EXCERPT PROVIDED:
※

Comptoir Libanais – Enlivening London Lebanese

Comptoir Libanais
O2 Centre
255 Finchley Road
London NW3 6LU
Note: reservations not taken

Mezze £3.30 each, Wraps £4.50, Tagines £6.50, Platters £6.50-9.50, Desserts £1.20-2.95

(If you wish to view the full set of photos, they are available on my Flickr account)

Comptoir Libanais succeeds at what it sets out to do: serve good-quality Lebanese food in a fun environment at affordable prices. It certainly makes a good pit-stop if you’re walking through a shopping center and get hungry or if you have a branch near your office, and fits the bill for a quick bite before a film. I wouldn’t go out of my way to eat here, but the food we had was good and there is a decent selection of Lebanese wines, plus you can pick up a brightly-colored handbag or pair of shoes while you’re at it!

A new place in an old haunt

Well, after my last post, I will try to make this one, short, sweet and to-the-point!

※

INFORMATION PROVIDED:
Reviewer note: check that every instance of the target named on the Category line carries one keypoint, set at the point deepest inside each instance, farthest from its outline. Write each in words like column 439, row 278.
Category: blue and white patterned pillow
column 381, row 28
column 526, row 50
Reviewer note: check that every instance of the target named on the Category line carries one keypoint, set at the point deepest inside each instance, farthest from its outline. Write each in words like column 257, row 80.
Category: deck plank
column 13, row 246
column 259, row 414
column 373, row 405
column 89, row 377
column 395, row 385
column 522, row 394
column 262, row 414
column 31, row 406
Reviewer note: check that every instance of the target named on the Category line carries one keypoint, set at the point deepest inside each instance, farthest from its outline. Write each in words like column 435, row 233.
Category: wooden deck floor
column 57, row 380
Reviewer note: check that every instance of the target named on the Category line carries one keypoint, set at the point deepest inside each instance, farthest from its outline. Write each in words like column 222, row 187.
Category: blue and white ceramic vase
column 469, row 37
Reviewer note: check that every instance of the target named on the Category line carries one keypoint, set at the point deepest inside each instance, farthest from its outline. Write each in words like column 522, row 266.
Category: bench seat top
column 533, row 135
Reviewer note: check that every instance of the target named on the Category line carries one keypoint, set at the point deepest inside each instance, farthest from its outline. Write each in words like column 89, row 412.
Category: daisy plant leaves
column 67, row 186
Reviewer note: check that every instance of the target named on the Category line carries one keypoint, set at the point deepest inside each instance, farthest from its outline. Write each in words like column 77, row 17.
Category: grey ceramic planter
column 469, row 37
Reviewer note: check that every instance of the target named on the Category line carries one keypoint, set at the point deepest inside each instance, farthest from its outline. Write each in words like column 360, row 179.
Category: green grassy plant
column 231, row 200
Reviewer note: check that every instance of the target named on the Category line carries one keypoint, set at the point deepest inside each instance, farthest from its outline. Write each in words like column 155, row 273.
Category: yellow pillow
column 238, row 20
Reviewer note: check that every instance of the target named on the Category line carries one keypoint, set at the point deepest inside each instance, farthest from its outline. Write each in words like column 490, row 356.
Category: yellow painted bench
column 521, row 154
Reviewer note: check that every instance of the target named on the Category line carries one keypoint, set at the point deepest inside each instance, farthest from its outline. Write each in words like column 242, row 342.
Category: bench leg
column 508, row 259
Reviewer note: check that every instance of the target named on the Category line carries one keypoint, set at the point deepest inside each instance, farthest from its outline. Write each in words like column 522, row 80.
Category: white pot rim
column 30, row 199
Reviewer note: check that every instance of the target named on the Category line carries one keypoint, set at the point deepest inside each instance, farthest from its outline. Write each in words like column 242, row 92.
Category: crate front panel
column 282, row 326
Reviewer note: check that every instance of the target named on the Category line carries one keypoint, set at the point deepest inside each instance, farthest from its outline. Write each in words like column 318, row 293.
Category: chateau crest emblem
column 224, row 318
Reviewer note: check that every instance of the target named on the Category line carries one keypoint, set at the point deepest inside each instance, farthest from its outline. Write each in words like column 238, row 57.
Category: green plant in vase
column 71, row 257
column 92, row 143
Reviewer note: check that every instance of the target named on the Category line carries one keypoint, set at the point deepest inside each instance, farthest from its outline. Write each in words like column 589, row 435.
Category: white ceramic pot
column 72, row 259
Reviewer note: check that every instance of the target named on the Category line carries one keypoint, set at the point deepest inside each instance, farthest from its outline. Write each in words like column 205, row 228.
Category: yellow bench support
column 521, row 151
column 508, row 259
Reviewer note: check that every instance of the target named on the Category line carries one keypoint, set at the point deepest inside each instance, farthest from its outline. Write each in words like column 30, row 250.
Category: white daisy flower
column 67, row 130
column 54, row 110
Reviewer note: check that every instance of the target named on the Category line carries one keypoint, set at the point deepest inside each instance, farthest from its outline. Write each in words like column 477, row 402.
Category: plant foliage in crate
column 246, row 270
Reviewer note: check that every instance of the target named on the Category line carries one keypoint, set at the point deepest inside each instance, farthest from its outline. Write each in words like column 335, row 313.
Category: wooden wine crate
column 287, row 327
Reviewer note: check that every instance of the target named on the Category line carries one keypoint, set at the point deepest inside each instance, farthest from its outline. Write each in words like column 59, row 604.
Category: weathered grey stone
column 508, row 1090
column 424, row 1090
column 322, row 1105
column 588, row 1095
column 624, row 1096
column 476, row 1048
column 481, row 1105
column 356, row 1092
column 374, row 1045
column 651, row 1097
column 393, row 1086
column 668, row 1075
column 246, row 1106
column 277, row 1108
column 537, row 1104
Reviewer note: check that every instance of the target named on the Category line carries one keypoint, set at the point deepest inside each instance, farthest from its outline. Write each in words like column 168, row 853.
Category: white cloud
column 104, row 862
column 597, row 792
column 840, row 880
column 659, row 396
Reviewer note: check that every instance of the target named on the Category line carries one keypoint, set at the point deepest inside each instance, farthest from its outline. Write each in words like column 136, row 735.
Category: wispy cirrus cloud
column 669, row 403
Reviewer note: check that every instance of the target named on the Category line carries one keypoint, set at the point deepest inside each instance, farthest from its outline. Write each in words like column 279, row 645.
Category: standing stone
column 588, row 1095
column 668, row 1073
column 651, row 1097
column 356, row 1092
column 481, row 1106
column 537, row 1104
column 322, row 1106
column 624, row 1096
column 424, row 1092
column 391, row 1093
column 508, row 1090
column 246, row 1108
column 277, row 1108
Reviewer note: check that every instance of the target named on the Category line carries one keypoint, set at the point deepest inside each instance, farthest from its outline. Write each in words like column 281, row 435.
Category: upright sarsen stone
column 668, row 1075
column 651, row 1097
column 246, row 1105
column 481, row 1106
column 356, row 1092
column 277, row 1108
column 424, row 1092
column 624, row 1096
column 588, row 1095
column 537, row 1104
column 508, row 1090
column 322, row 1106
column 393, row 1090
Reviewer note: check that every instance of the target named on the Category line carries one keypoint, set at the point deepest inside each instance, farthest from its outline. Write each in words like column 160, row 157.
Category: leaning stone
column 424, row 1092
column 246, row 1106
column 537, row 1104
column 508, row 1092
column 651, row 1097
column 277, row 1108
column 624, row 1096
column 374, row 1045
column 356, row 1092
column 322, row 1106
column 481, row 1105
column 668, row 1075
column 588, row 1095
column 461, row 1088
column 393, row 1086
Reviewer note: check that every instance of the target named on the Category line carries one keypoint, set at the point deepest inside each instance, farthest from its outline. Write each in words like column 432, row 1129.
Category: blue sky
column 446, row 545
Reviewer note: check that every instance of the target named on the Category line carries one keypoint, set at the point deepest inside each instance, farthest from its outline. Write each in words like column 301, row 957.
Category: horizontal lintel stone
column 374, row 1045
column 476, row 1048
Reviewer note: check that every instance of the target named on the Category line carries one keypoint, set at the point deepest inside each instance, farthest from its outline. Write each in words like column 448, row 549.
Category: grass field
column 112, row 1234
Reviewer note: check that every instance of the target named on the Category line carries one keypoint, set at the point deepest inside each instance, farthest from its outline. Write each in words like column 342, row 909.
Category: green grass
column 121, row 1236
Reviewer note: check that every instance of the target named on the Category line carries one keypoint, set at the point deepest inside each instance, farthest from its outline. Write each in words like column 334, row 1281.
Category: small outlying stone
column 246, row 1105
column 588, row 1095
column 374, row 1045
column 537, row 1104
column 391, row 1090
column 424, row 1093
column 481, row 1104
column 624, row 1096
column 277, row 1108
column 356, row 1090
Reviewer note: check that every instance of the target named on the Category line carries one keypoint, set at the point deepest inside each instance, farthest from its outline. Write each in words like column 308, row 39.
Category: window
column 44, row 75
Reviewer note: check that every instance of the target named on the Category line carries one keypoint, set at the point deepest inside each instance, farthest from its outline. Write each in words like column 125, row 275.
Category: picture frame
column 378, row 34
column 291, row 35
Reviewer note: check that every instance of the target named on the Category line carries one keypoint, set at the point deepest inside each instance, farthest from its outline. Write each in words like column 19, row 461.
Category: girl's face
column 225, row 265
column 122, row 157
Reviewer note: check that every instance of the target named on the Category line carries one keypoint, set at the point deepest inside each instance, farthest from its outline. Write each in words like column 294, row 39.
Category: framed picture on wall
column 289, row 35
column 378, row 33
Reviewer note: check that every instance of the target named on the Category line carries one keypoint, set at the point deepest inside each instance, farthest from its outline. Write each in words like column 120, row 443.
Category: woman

※

TO DO: List every menu category that the Comptoir Libanais review above gives a price for.

THE OUTPUT: Mezze, Wraps, Tagines, Platters, Desserts